====== DATA

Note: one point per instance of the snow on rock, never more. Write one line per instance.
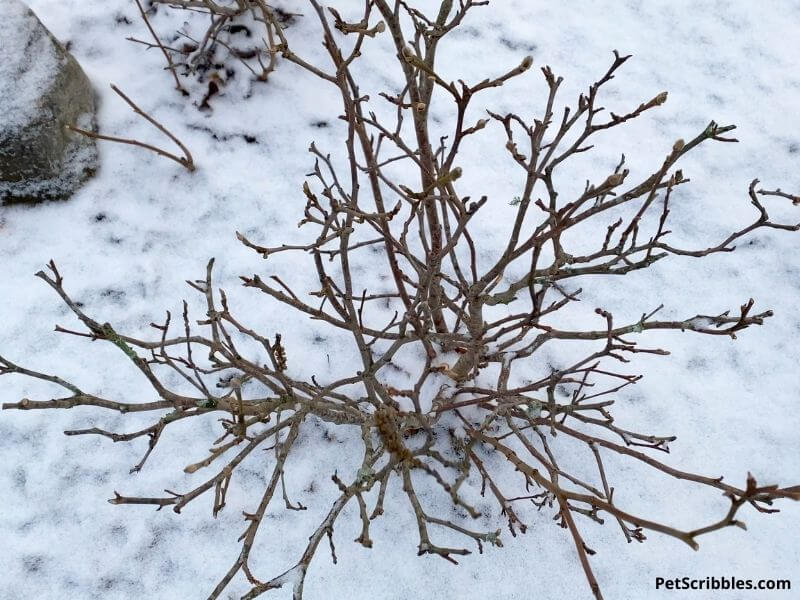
(42, 89)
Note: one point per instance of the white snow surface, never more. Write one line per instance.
(129, 239)
(28, 64)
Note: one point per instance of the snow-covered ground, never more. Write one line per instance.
(131, 237)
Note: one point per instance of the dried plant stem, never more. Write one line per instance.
(185, 160)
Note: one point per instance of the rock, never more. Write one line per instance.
(42, 89)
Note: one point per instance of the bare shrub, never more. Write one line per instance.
(474, 326)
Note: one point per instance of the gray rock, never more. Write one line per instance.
(42, 90)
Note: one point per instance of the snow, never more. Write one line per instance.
(129, 239)
(28, 64)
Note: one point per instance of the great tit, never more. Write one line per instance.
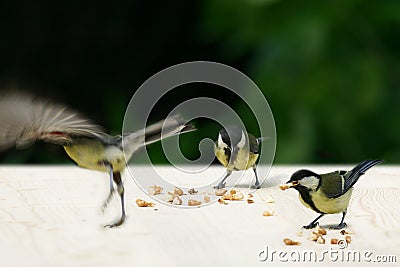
(25, 119)
(237, 150)
(328, 193)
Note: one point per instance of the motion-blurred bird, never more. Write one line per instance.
(25, 119)
(328, 193)
(237, 150)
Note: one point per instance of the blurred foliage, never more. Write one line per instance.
(329, 69)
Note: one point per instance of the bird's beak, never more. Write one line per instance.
(288, 185)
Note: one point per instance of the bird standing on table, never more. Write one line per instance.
(327, 193)
(237, 150)
(24, 120)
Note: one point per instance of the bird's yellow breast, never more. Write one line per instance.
(329, 205)
(91, 154)
(243, 160)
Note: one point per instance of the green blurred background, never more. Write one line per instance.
(329, 69)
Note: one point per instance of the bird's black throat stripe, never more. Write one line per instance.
(305, 195)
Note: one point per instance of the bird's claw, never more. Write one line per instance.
(256, 186)
(105, 204)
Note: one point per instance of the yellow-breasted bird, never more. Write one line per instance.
(25, 119)
(328, 193)
(237, 150)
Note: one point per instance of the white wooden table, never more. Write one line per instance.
(50, 216)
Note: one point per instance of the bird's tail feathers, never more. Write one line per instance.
(359, 170)
(261, 139)
(163, 129)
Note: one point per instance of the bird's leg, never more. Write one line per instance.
(342, 224)
(222, 183)
(108, 199)
(313, 223)
(257, 184)
(120, 189)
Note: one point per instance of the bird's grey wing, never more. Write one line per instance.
(332, 184)
(25, 119)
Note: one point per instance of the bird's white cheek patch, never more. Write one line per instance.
(311, 182)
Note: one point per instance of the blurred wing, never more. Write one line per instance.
(24, 120)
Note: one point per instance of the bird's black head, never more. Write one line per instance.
(304, 178)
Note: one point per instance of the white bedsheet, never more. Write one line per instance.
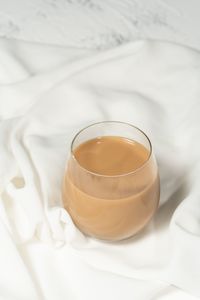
(46, 95)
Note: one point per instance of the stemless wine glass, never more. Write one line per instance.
(111, 207)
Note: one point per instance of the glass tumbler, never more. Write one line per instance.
(111, 207)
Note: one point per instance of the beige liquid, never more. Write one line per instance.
(103, 194)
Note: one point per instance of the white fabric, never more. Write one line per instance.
(46, 95)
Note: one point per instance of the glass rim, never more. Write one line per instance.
(112, 176)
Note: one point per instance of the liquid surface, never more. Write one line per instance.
(111, 155)
(111, 207)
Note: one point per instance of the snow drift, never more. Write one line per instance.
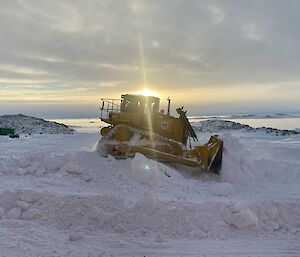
(31, 125)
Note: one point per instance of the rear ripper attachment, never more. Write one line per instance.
(137, 126)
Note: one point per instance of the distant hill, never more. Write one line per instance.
(30, 125)
(215, 126)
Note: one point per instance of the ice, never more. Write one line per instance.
(59, 197)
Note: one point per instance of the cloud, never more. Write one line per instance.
(192, 44)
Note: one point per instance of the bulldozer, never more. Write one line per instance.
(137, 125)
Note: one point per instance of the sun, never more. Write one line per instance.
(147, 92)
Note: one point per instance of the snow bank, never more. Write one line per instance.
(30, 125)
(216, 126)
(80, 194)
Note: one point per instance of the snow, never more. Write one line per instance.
(216, 125)
(58, 197)
(31, 125)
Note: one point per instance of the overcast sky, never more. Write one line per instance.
(59, 57)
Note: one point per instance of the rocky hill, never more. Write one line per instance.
(30, 125)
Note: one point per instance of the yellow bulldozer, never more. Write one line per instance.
(138, 126)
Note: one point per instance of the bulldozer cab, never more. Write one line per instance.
(139, 104)
(164, 136)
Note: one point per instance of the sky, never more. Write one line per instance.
(59, 57)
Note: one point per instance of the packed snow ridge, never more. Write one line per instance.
(213, 126)
(30, 125)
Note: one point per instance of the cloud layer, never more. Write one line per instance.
(60, 51)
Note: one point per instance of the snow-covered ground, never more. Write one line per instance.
(60, 198)
(30, 125)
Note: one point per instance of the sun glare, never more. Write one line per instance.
(147, 92)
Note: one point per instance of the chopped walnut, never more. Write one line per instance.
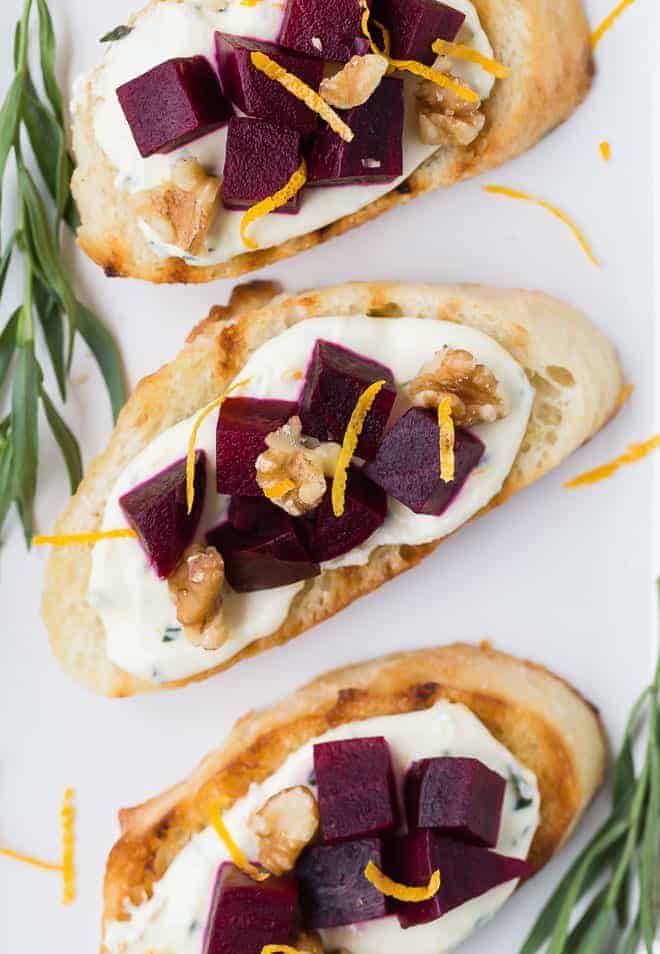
(292, 471)
(196, 587)
(445, 119)
(182, 210)
(355, 82)
(472, 387)
(284, 826)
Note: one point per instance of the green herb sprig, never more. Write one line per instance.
(621, 863)
(49, 300)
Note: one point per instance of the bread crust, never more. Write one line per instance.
(538, 716)
(572, 366)
(544, 43)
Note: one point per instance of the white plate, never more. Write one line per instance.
(562, 577)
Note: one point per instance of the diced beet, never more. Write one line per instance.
(260, 160)
(268, 555)
(407, 464)
(415, 24)
(357, 790)
(365, 510)
(457, 796)
(330, 31)
(257, 95)
(243, 426)
(157, 510)
(174, 103)
(466, 871)
(246, 915)
(332, 886)
(334, 381)
(376, 151)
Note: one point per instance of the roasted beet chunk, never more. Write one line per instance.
(357, 790)
(365, 510)
(260, 160)
(246, 915)
(333, 889)
(335, 379)
(158, 512)
(243, 425)
(457, 796)
(376, 152)
(256, 94)
(415, 24)
(467, 871)
(269, 554)
(407, 464)
(330, 31)
(174, 103)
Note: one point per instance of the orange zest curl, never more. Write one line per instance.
(349, 445)
(526, 197)
(302, 91)
(458, 51)
(272, 202)
(634, 453)
(401, 892)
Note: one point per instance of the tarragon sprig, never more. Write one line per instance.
(49, 300)
(618, 873)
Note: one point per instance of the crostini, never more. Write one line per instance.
(219, 137)
(391, 805)
(296, 456)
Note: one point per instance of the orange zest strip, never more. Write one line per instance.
(447, 437)
(303, 92)
(402, 892)
(609, 22)
(80, 539)
(236, 854)
(349, 446)
(190, 459)
(458, 51)
(68, 819)
(634, 453)
(272, 202)
(525, 197)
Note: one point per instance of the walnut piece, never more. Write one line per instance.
(355, 82)
(445, 119)
(182, 210)
(472, 387)
(196, 588)
(297, 460)
(284, 826)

============

» **TO BE DONE**:
Output a faithful copy of the data, with each picture left out.

» **EXERCISE RESPONSE**:
Note: one point per instance of the snow on rock, never more. Write one line per instance.
(42, 89)
Note: one point per instance of the white snow surface, never more. Write one line per instance.
(129, 239)
(28, 64)
Note: one point per instance of the snow-covered ground, never more. Write one line per instance.
(131, 237)
Note: one point per instance of the dried plant stem, never more. Write one line per instance.
(185, 160)
Note: one point per instance of the rock, never more. Write one line per instance.
(42, 89)
Note: one point per instance of the bare shrub, never more. Write one line per instance.
(474, 326)
Note: one point per instance of the gray rock, never more. Write one line per instance.
(42, 90)
Note: one point per instance of the snow, never more. Write one line per instance.
(129, 239)
(28, 64)
Note: one point per instance of the great tit, never more. Write one line per instance.
(25, 119)
(237, 150)
(328, 193)
Note: one point per instance of the motion-blurred bird, never more. Write one line per instance.
(25, 119)
(328, 193)
(237, 150)
Note: one point per instance of the blurred foliage, never more. Write one line per instance.
(329, 69)
Note: one point per instance of the bird's beak, never more. Write one line per instance.
(288, 185)
Note: one point per instance of the bird standing on table, never more. Write one line per instance.
(327, 193)
(237, 150)
(24, 120)
Note: one point per instance of the bird's yellow breast, never more. Write one line per instance.
(329, 205)
(91, 154)
(243, 160)
Note: one point per instance of the green blurred background, never more. Write one line per instance.
(329, 69)
Note: one point per instance of the bird's black throat stripe, never more. Write one line per instance.
(305, 195)
Note: one point per instance of the bird's claw, never more. Write one line per instance.
(256, 186)
(105, 204)
Note: one point per instance of the yellow-breasted bird, never more. Write one line per instance.
(25, 119)
(328, 193)
(237, 150)
Note: one point per instance of the white wooden table, never more. Write one line per instance.
(50, 216)
Note: one point per instance of the bird's tail feathers, never more. Write one line per instance.
(359, 170)
(261, 139)
(163, 129)
Note: one point per instance of the bird's leg, never more. Write one line per instance.
(342, 224)
(222, 183)
(108, 199)
(313, 223)
(257, 184)
(120, 189)
Note: one point per instance of the bird's grey wing, never more. Write one line per instance.
(332, 184)
(25, 119)
Note: one point per instance of the bird's white cheek patch, never more. Write one line per instance.
(311, 182)
Note: one point per instance of the blurred wing, never more. Write one line per instance.
(24, 120)
Note: one point per instance of the bird's black head, never more. Write one line per instance.
(304, 178)
Note: one point per instance of the white bedsheet, never more. Write one line per instance.
(46, 95)
Note: one point per instance of the stemless wine glass, never more. Write one line per instance.
(111, 207)
Note: one point per instance of the glass tumbler, never more. Write one line per instance.
(111, 207)
Note: one point per instance of the beige liquid, never more. Write one line per instance.
(103, 194)
Note: one point per instance of the white fabric, never more. Write one line per instance.
(46, 95)
Note: one point per instance of the glass rim, never more. Write one line per instance.
(112, 176)
Note: one point per instance of the liquid surface, never more. Write one line per instance.
(111, 155)
(111, 207)
Note: one point per instance of the snow drift, never more. Write one line per instance.
(31, 125)
Note: one point per instance of the rear ripper attachment, never more. Write one line per instance.
(137, 126)
Note: one point per instance of the distant hill, never more. Write one line per instance.
(30, 125)
(215, 126)
Note: one point per instance of the ice, never more. Write one line per instance.
(59, 197)
Note: one point per instance of the cloud, never more. Write one line per instance.
(192, 44)
Note: one point per instance of the bulldozer, never more. Write one line per instance.
(137, 125)
Note: one point per instance of the sun, never more. Write one line per instance.
(147, 92)
Note: one point per instance of the snow bank, never more. Write one line per instance.
(30, 125)
(216, 126)
(80, 194)
Note: one point per instance of the snow, never more. Write one line per instance.
(216, 125)
(58, 197)
(31, 125)
Note: one point per instance of the overcast sky, never more. Write one line per instance.
(59, 57)
Note: one point per instance of the rocky hill, never more. Write one line per instance.
(30, 125)
Note: one point per instance of the yellow bulldozer, never more. Write one line per instance.
(138, 126)
Note: one point per instance of the bulldozer cab, never more. Write one line per instance.
(139, 104)
(164, 136)
Note: one point per instance of the sky, never more. Write one line per instance.
(59, 57)
Note: one point per instance of the packed snow ridge, never more. Write one line per instance.
(213, 126)
(30, 125)
Note: one point per instance of the cloud layer, never more. Write one line per instance.
(60, 51)
Note: one point per instance of the snow-covered ground, never more. Write one line per instance.
(60, 198)
(30, 125)
Note: one point per instance of the sun glare, never more. Write one line per instance.
(147, 92)
Note: one point per instance of the chopped walnut, never more. Write one line per instance.
(292, 471)
(196, 587)
(445, 119)
(182, 210)
(355, 82)
(472, 387)
(284, 826)
Note: one point per instance of the green herb sprig, never more. Write one line per instance.
(621, 863)
(49, 300)
Note: one point per instance of the bread crust, never more. Write one line per instance.
(538, 716)
(572, 366)
(544, 43)
Note: one point per instance of the white plate, never more. Write one line per instance.
(562, 577)
Note: one point per instance of the diced beet, never more. Write one line per instance.
(260, 160)
(268, 555)
(407, 464)
(415, 24)
(357, 790)
(365, 510)
(457, 796)
(330, 31)
(257, 95)
(243, 426)
(157, 510)
(174, 103)
(466, 871)
(246, 915)
(332, 886)
(334, 381)
(376, 151)
Note: one point per instance of the roasted beet chunk, never more. Write one line per instance.
(357, 790)
(365, 510)
(260, 160)
(246, 915)
(333, 889)
(335, 379)
(158, 512)
(243, 425)
(457, 796)
(376, 152)
(256, 94)
(415, 24)
(467, 871)
(269, 554)
(407, 464)
(330, 31)
(174, 103)
Note: one point per instance of the orange zest curl, never more. Write one line per instance.
(349, 445)
(526, 197)
(302, 91)
(458, 51)
(272, 202)
(634, 453)
(401, 892)
Note: one point per instance of the tarragon sprig, never more. Write one line per instance.
(49, 300)
(618, 873)
Note: one point per instance of the crostini, never more. Write one line per instance.
(219, 137)
(391, 805)
(296, 456)
Note: one point per instance of the orange zest strip, never more. Write one line per instance.
(447, 437)
(303, 92)
(402, 892)
(609, 22)
(80, 539)
(236, 854)
(349, 446)
(190, 459)
(458, 51)
(68, 819)
(634, 453)
(272, 202)
(525, 197)
Note: one point per instance of the walnut piece, never more. Write one line per instance.
(355, 82)
(445, 119)
(182, 210)
(472, 387)
(196, 588)
(297, 460)
(284, 826)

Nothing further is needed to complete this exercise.